**TRECHO PARA LEITURA:**
***

Autor: Luis Fernando Moura

Berlinale 70: uma edição corajosa em meio a intempéries

Days (Tsai Ming-Liang, 2020)

A 70ª Berlinale iniciou em meio a intempéries de vários níveis, do temor sobre o coronavírus (o júri do prêmio Teddy, por exemplo, teve ausente um de seus jurados, chinês, ficando desfalcado) a mudanças de infraestrutura causadas por revisões orçamentárias e reformas na região da Potsdamer Platz, base do festival. Na quarta antes da abertura, um atentado da extrema direita em Hanau, próxima a Frankfurt, retomou fantasmas. Semanas antes, a revelação de que Alfred Bauer, importante ex-diretor já falecido do festival, fora ligado ao nazismo, pôs o festival em controverso retrospecto. O prêmio que há 33 anos levava seu nome foi cancelado pelos novos diretores, Mariette Rissenbeek e Carlo Chatrian.

Em conversa com críticos alemães, para mim ficou nítida certa desconfiança, por parte da imprensa local, diante dos rumos que os novos diretores viriam dar ao festival. Rissenbeek, holandesa, vinha há alguns anos à frente da agência alemã German Films, assumindo a direção executiva da Berlinale. Chatrian, italiano, há seis dirigia o Festival de Locarno, convidado para a direção artística em Berlim. A lista de programação divulgada já deixava claro que certo capital simbólico de mercado por aqui, neste festival de maior magnitude que o suíço, somava-se a certo prestígio cultivado por Chatrian junto a alguns setores artísticos. Após os dez dias de Berlinale, ficou evidente que o perfil de Locarno, que vinha se firmando como festival atento, arriscado e arrojado em termos curatoriais, ganhou readequação na infraestrutura maior de Berlim – ainda que esta mesma tenha sido reduzida, de cerca de 400 para 350 filmes. Considerada por alguns uma Berlinale em tom menor, em geral o festival foi aclamado pela crítica internacional por uma retomada de relevância artística, uma amostragem de personalidade curatorial e a busca por um filão próprio que seja capaz de diferenciar Berlim de outros grandes festivais, como Cannes, Sundance e Veneza.

***

**DADOS FORNECIDOS:**
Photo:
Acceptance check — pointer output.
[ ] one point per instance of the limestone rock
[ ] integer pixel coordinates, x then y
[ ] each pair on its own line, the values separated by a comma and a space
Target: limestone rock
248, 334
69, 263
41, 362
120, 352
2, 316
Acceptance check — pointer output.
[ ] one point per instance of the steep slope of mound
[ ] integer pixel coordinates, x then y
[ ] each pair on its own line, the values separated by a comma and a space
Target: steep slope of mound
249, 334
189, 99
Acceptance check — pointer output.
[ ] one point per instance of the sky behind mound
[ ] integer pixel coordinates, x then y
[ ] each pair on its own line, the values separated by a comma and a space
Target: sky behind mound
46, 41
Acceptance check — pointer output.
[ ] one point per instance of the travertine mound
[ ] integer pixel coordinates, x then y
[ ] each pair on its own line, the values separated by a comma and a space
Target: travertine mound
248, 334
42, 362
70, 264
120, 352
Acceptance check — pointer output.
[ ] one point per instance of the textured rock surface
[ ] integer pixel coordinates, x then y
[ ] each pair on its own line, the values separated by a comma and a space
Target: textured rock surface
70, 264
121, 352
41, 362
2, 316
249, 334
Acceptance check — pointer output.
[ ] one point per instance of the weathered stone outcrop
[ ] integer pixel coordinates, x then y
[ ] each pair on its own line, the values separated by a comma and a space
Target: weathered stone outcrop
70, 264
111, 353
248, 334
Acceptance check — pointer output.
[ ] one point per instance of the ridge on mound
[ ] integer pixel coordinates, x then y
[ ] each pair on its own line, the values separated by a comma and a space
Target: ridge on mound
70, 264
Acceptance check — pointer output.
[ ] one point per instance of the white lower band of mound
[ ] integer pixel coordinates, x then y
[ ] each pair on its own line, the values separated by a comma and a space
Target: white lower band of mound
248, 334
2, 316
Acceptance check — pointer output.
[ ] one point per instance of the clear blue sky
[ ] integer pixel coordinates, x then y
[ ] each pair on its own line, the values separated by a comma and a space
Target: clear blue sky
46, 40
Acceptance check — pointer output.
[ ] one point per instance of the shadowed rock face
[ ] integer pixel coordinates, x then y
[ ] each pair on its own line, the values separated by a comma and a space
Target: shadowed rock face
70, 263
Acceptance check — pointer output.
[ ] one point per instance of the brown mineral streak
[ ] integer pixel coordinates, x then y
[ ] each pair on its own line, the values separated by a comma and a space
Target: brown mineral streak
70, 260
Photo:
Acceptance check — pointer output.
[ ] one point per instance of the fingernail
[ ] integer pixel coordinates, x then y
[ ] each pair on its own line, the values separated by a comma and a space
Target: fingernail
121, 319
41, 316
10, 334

***

**TAREFA 1:** De acordo com o texto sobre a Berlinale, o que provocou as mudanças de infraestrutura do festival? Responda em uma a três frases.
**TAREFA 2:** Selecione nos registros todas as linhas em que aparece a palavra "shadowed", levando em conta a diferença entre maiúsculas e minúsculas.
Os registros não têm relação nenhuma com o texto sobre a Berlinale.

**RESPOSTA 1:** As mudanças de infraestrutura foram causadas por revisões orçamentárias e por reformas na região da Potsdamer Platz, que é a base do festival.

**RESPOSTA 2:**
[ ] one point per instance of the shadowed rock face
Target: shadowed rock face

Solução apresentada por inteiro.